What is being asked:
Your answer must be an exact transcription of every record.

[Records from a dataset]
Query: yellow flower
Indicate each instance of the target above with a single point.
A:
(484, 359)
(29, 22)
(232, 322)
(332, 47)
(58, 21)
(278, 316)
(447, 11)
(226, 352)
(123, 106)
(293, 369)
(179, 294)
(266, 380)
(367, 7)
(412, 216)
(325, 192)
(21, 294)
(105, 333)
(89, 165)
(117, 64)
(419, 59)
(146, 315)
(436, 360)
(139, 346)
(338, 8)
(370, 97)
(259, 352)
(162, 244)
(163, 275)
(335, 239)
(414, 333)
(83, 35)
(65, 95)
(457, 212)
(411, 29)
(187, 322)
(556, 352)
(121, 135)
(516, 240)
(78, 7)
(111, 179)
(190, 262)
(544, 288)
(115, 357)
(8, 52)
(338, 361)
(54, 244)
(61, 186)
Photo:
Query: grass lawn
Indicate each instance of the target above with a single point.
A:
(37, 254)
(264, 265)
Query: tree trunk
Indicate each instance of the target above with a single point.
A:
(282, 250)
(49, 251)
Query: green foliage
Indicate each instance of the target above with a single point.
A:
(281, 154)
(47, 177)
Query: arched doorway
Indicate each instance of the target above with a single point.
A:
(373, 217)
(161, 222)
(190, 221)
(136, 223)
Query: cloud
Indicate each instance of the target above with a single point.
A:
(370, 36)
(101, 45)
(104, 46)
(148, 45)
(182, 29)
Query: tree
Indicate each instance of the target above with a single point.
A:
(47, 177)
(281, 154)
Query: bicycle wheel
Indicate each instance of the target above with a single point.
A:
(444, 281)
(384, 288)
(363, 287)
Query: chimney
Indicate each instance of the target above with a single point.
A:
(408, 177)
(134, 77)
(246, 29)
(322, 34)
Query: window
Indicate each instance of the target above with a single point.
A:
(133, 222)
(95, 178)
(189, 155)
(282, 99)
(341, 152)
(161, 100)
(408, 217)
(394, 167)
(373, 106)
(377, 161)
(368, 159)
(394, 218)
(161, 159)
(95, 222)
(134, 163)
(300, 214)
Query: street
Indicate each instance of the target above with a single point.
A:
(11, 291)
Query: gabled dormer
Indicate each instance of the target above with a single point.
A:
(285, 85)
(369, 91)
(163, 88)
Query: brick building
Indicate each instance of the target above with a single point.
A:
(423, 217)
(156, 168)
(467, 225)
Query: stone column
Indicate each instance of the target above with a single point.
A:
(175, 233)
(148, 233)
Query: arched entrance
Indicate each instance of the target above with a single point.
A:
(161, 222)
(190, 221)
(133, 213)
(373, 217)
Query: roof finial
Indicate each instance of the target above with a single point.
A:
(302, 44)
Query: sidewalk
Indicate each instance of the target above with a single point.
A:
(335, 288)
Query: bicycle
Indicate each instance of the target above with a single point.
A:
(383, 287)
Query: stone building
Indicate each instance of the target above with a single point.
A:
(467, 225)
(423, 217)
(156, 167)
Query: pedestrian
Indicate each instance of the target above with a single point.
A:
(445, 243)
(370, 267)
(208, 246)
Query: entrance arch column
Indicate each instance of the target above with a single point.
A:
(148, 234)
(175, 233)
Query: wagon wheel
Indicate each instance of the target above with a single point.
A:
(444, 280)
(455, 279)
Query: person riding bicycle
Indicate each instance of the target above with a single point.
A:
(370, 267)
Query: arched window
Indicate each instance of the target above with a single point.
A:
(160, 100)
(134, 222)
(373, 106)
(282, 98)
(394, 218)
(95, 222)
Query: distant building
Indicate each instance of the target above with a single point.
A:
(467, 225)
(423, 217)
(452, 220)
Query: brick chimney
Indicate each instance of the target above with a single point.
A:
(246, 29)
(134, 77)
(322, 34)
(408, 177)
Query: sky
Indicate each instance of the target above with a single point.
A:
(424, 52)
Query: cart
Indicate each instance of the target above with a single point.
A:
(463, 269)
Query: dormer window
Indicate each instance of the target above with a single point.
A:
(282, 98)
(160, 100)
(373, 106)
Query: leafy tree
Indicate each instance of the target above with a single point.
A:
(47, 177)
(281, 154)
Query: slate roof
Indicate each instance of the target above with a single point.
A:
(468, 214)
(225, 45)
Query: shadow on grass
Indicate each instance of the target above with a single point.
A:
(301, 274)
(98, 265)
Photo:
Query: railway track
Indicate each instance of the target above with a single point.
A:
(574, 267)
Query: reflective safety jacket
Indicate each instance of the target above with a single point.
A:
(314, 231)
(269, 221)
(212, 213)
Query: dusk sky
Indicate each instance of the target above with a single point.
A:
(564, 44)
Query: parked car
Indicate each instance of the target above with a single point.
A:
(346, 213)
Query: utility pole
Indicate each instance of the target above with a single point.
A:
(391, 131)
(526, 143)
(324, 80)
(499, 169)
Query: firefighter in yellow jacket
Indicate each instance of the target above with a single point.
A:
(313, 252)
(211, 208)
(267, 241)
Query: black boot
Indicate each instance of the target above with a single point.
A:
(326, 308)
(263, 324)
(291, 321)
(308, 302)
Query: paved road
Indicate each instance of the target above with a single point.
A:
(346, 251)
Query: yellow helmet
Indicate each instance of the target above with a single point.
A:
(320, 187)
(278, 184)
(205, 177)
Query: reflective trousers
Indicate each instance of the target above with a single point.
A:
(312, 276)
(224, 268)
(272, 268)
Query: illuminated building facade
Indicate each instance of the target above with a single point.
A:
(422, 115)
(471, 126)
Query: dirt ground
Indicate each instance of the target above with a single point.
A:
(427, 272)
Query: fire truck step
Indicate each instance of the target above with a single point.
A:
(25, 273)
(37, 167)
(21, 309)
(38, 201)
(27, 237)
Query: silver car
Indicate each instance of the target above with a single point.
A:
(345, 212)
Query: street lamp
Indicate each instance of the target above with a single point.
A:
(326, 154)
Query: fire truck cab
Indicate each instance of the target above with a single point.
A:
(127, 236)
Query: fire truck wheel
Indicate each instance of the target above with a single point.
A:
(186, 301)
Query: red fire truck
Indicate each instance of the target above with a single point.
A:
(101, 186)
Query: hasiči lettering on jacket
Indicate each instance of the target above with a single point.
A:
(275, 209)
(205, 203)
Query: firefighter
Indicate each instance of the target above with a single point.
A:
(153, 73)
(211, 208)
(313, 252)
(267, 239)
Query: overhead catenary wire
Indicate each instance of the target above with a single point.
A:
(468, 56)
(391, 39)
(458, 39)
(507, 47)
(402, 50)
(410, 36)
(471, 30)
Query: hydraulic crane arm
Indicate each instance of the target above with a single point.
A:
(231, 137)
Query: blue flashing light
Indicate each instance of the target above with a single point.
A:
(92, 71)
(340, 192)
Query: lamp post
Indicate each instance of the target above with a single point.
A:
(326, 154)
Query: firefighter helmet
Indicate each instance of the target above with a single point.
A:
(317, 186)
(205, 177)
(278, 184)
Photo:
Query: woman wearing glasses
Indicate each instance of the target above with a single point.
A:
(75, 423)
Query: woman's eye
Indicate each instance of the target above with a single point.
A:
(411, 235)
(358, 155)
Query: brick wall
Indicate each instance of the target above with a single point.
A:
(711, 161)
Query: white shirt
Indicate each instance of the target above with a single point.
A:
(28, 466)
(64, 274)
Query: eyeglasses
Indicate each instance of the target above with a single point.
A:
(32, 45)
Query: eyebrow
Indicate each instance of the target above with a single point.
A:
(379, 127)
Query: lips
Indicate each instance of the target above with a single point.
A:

Exercise response:
Query: yellow flower
Indicate each instance of the target above with a single point.
A:
(484, 359)
(29, 22)
(232, 322)
(332, 47)
(58, 21)
(278, 316)
(447, 11)
(226, 352)
(123, 106)
(293, 369)
(179, 294)
(266, 380)
(367, 7)
(412, 216)
(325, 192)
(21, 294)
(105, 333)
(89, 165)
(117, 64)
(419, 59)
(146, 315)
(436, 360)
(139, 346)
(338, 8)
(370, 97)
(259, 352)
(162, 244)
(163, 275)
(335, 239)
(414, 333)
(83, 35)
(65, 95)
(457, 212)
(411, 29)
(187, 322)
(556, 352)
(121, 135)
(516, 240)
(78, 7)
(111, 179)
(190, 262)
(544, 288)
(115, 357)
(8, 52)
(338, 361)
(54, 244)
(61, 186)
Photo:
Query: grass lawn
Indicate each instance of the target above with a single point.
A:
(37, 254)
(264, 265)
Query: tree trunk
Indicate each instance of the target above with a single point.
A:
(282, 250)
(49, 251)
Query: green foliage
Indicate each instance of the target above with a single point.
A:
(281, 154)
(47, 177)
Query: arched doorway
Indicate each instance of the target above with a single point.
A:
(373, 217)
(161, 222)
(190, 221)
(136, 223)
Query: cloud
Indicate each instance of the target above with a single point.
A:
(370, 36)
(101, 45)
(104, 46)
(148, 45)
(182, 29)
Query: tree
Indicate each instance of the target above with a single point.
A:
(47, 177)
(281, 154)
Query: bicycle wheel
Indicate each instance of the target above with a single point.
A:
(444, 281)
(384, 288)
(363, 287)
Query: chimney
Indicate each instance of the target above with a single point.
A:
(408, 177)
(134, 77)
(246, 29)
(322, 34)
Query: window
Indicate each instance of the target above with a single point.
A:
(133, 222)
(95, 178)
(189, 155)
(282, 99)
(341, 152)
(161, 100)
(408, 217)
(394, 167)
(373, 106)
(377, 161)
(368, 159)
(394, 218)
(161, 159)
(95, 222)
(134, 163)
(300, 214)
Query: street
Indicate each instance of the target above with a single point.
A:
(11, 291)
Query: gabled dormer
Indicate each instance of the target above with a single point.
A:
(285, 85)
(369, 91)
(163, 88)
Query: brick building
Indicate each instance of the target above with a single point.
A:
(423, 217)
(156, 168)
(467, 225)
Query: stone column
Indicate each instance of the target above with a single point.
A:
(175, 233)
(148, 233)
Query: arched entrance
Indicate each instance of the target above with a single point.
A:
(161, 222)
(190, 221)
(133, 213)
(373, 217)
Query: roof finial
Indicate each instance of the target above with a single point.
A:
(302, 44)
Query: sidewalk
Indicate each instance of the target above with a single point.
A:
(335, 288)
Query: bicycle
Indicate each instance of the target above with a single point.
A:
(383, 287)
Query: stone building
Indicate each instance of the target above with a single point.
A:
(467, 225)
(423, 217)
(156, 167)
Query: pedestrian
Indicate each instance of the target above with a single point.
A:
(445, 243)
(370, 267)
(208, 246)
Query: entrance arch column
Indicate each instance of the target above with a single point.
A:
(148, 234)
(175, 233)
Query: wagon wheel
Indicate each instance of the target above with a single point.
A:
(444, 280)
(455, 279)
Query: person riding bicycle
Indicate each instance of the target above with a single point.
A:
(370, 267)
Query: arched window
Indicate each instance of the target above with a single point.
A:
(160, 100)
(134, 222)
(373, 106)
(282, 98)
(394, 218)
(95, 222)
Query: distant building
Indicate each instance of the target above with a single point.
A:
(467, 225)
(423, 217)
(452, 220)
Query: brick chimney
Indicate each instance of the target above with a single point.
A:
(246, 29)
(134, 77)
(322, 34)
(408, 177)
Query: sky
Indicate each instance of the target above with a single point.
A:
(424, 52)
Query: cart
Indicate each instance of the target above with a single point.
A:
(463, 269)
Query: dormer window
Indicate each instance of the target above with a single point.
A:
(282, 98)
(160, 100)
(373, 106)
Query: leafy tree
Indicate each instance of the target above with a single point.
A:
(47, 177)
(281, 154)
Query: slate roof
Indicate each instance of the target above with a single point.
A:
(468, 214)
(225, 45)
Query: shadow on grass
Indicate each instance of the target above with a single point.
A:
(301, 274)
(98, 265)
Photo:
Query: railway track
Indicate each instance of the target above with a single point.
A:
(574, 267)
Query: reflective safety jacket
Indicate each instance of the target above with a single point.
A:
(314, 231)
(269, 221)
(212, 213)
Query: dusk sky
Indicate each instance of the target above with a single point.
A:
(564, 44)
Query: parked car
Indicate each instance of the target above with a single point.
A:
(346, 213)
Query: utility pole
Indicate each instance of the target above with a single point.
A:
(391, 131)
(526, 143)
(324, 80)
(499, 169)
Query: firefighter in yellow jacket
Indicate each instance of the target above with a single point.
A:
(313, 252)
(211, 208)
(267, 241)
Query: black boot
Indicate each instance of the target above with a single point.
A:
(326, 308)
(263, 324)
(291, 321)
(308, 302)
Query: paved road
Indicate each instance of the target above with a single point.
A:
(346, 251)
Query: yellow helmet
Indicate each instance of the target above with a single point.
A:
(320, 187)
(278, 184)
(205, 177)
Query: reflective trousers
Indicate each instance of the target above with a single point.
A:
(312, 276)
(224, 268)
(272, 268)
Query: illuminated building facade
Indicate each instance of the target above with a single point.
A:
(422, 115)
(471, 126)
Query: dirt ground
Indicate each instance of the target above with a single point.
A:
(427, 272)
Query: fire truck step
Indicate each instance of the target above with a single point.
A:
(25, 273)
(37, 167)
(21, 309)
(38, 201)
(27, 237)
Query: silver car
Indicate each instance of the target above with a single point.
A:
(345, 212)
Query: street lamp
Indicate each instance of the target above with a single point.
A:
(326, 154)
Query: fire truck cab
Indicate each instance of the target above with a single point.
A:
(127, 236)
Query: fire truck wheel
Indicate each instance of the target above with a single point.
A:
(186, 301)
Query: red fire truck
Indicate each instance of the target above with a single point.
A:
(101, 186)
Query: hasiči lettering on jacket
Indicate each instance of the target above with a single point.
A:
(275, 209)
(205, 203)
Query: firefighter
Indicate each instance of the target above with a single point.
A:
(153, 73)
(211, 208)
(313, 252)
(267, 239)
Query: overhead catenary wire
Indicate each instance of the target above with a single point.
A:
(468, 56)
(391, 39)
(458, 39)
(507, 47)
(402, 50)
(410, 36)
(471, 30)
Query: hydraulic crane arm
Indicate each instance of the target above with a single point.
A:
(231, 137)
Query: blue flashing light
Indicate each instance of the target above with a single point.
A:
(92, 71)
(340, 192)
Query: lamp post
Indicate each instance of the target above with a single point.
A:
(326, 154)
Query: firefighter helmet
Indicate each instance of the target above with a single point.
A:
(317, 186)
(205, 177)
(278, 184)
Photo:
Query: woman wearing glasses
Indicate each instance of the target above with a single point.
A:
(75, 423)
Query: woman's eye
Indicate each instance of the target above with a single point.
A:
(411, 235)
(358, 155)
Query: brick wall
Indicate each instance of the target above with a single point.
A:
(711, 161)
Query: white shirt
Indicate each instance of the target above with a single point.
A:
(28, 466)
(64, 274)
Query: eyeglasses
Indicate each instance of the target above with a single point.
A:
(32, 45)
Query: eyebrow
Indicate each instance of the target above with a single point.
A:
(379, 127)
Query: lips
Indicate each instance of the target above with a single point.
A:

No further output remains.